一、总结框架图
对于Leader选举,其总体框架图如下图所示
说明:
选举的父接口为Election,其定义了lookForLeader和shutdown两个方法,lookForLeader表示寻找Leader,shutdown则表示关闭,如关闭服务端之间的连接。
AuthFastLeaderElection,同FastLeaderElection算法基本一致,只是在消息中加入了认证信息,其在3.4.0之后的版本中已经不建议使用。
FastLeaderElection,其是标准的fast paxos算法的实现,基于TCP协议进行选举。
LeaderElection,也表示一种选举算法,其在3.4.0之后的版本中已经不建议使用。
二、Election源码分析
public interface Election { public Vote lookForLeader() throws InterruptedException; public void shutdown(); }
说明:可以看到Election接口定义的方法相当简单。
三、FastLeaderElection源码分析
2.1 类的继承关系
public class FastLeaderElection implements Election {}
说明:FastLeaderElection实现了Election接口,其需要实现接口中定义的lookForLeader方法和shutdown方法,其是标准的Fast Paxos算法的实现,各服务器之间基于TCP协议进行选举。
2.2 类的内部类
FastLeaderElection有三个较为重要的内部类,分别为Notification、ToSend、Messenger。

— 任务要求 —
把上面讲Leader选举源码的文本中，以含有“AuthFastLeader”的词句开头、以“end、Messenger。”收尾的那一段，一字不改地照抄出来。

— 数据摘录 —
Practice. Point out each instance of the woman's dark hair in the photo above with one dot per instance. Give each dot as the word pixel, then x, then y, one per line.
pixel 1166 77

— 完整回答 —
AuthFastLeaderElection,同FastLeaderElection算法基本一致,只是在消息中加入了认证信息,其在3.4.0之后的版本中已经不建议使用。
FastLeaderElection,其是标准的fast paxos算法的实现,基于TCP协议进行选举。
LeaderElection,也表示一种选举算法,其在3.4.0之后的版本中已经不建议使用。
二、Election源码分析
public interface Election { public Vote lookForLeader() throws InterruptedException; public void shutdown(); }
说明:可以看到Election接口定义的方法相当简单。
三、FastLeaderElection源码分析
2.1 类的继承关系
public class FastLeaderElection implements Election {}
说明:FastLeaderElection实现了Election接口,其需要实现接口中定义的lookForLeader方法和shutdown方法,其是标准的Fast Paxos算法的实现,各服务器之间基于TCP协议进行选举。
2.2 类的内部类
FastLeaderElection有三个较为重要的内部类,分别为Notification、ToSend、Messenger。